What you will do:
a. In the excerpt on the Storm worm, on what date did Storm send out its final spam run?
b. Please repeat the excerpt on the Storm worm from "Three out of" to "emanating from it.", word for word.
c. Write what comes next in the excerpt on the Storm worm, picking up after its final sentence.

Source text:
-------------------------

From Brian Krebs’ “Atrivo Shutdown Hastened Demise of Storm Worm” (The Washington Post: 17 October 2008):
The infamous Storm worm, which powered a network of thousands of compromised PCs once responsible for sending more than 20 percent of all spam, appears to have died off. Security experts say Storm’s death knell was sounded by the recent shutdown of Atrivo, a California based ISP that was home to a number of criminal cyber crime operations, including at least three of the master servers used to control the Storm network.
Three out of four of [Storm’s] control servers were located at Atrivo, a.k.a. Intercage, said Joe Stewart, a senior security researcher with Atlanta based SecureWorks who helped unlock the secrets of the complex Storm network. The fourth server, he said, operated out of Hosting.ua, an Internet provider based in the Ukraine.
Stewart said the final spam run blasted out by Storm was on Sept. 18.Three days later, Atrivo was forced off the Internet after its sole remaining upstream provider — Pacific Internet Exchange (PIE) — decided to stop routing for the troubled ISP. In the weeks leading up to that disconnection, four other upstream providers severed connectivity to Atrivo, following detailed reports from Security Fix and Host Exploit that pointed to a massive amount of spam, malicious software and a host of other cyber criminal operations emanating from it.

-------------------------

Extracted records:
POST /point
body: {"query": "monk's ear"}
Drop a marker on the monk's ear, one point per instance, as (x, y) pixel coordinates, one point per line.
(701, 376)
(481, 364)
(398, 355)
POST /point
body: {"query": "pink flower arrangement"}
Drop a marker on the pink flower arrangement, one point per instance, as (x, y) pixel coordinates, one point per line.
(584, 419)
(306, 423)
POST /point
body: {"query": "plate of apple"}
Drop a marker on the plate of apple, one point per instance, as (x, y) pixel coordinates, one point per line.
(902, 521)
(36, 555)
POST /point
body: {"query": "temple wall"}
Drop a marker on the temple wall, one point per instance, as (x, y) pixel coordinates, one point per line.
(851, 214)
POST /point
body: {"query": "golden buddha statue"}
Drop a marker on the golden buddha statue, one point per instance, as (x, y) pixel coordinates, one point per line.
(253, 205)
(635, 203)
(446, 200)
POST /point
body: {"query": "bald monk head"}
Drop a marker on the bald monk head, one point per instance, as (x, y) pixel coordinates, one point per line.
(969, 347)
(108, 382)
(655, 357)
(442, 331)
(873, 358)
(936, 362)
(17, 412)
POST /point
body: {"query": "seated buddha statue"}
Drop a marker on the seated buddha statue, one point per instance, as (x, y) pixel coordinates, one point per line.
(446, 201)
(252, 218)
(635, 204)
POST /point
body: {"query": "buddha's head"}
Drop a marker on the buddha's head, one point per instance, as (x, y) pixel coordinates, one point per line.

-------------------------

Exercise results:
a. Sept. 18

b.
Three out of four of [Storm’s] control servers were located at Atrivo, a.k.a. Intercage, said Joe Stewart, a senior security researcher with Atlanta based SecureWorks who helped unlock the secrets of the complex Storm network. The fourth server, he said, operated out of Hosting.ua, an Internet provider based in the Ukraine.
Stewart said the final spam run blasted out by Storm was on Sept. 18.Three days later, Atrivo was forced off the Internet after its sole remaining upstream provider — Pacific Internet Exchange (PIE) — decided to stop routing for the troubled ISP. In the weeks leading up to that disconnection, four other upstream providers severed connectivity to Atrivo, following detailed reports from Security Fix and Host Exploit that pointed to a massive amount of spam, malicious software and a host of other cyber criminal operations emanating from it.

c.
Stewart said spam sent by the Storm network had been steadily decreasing throughout 2008, aided in large part by the inclusion of the malware in Microsoft’s malicious software removal tool, which has scrubbed Storm from hundreds of thousands of PCs since last fall. Stewart said it’s impossible to tell whether the Storm worm was disrupted by the Atrivo shutdown or if the worm’s authors pulled the plug themselves and decided to move on. But at least 30,000 systems remain infected with the Storm malware.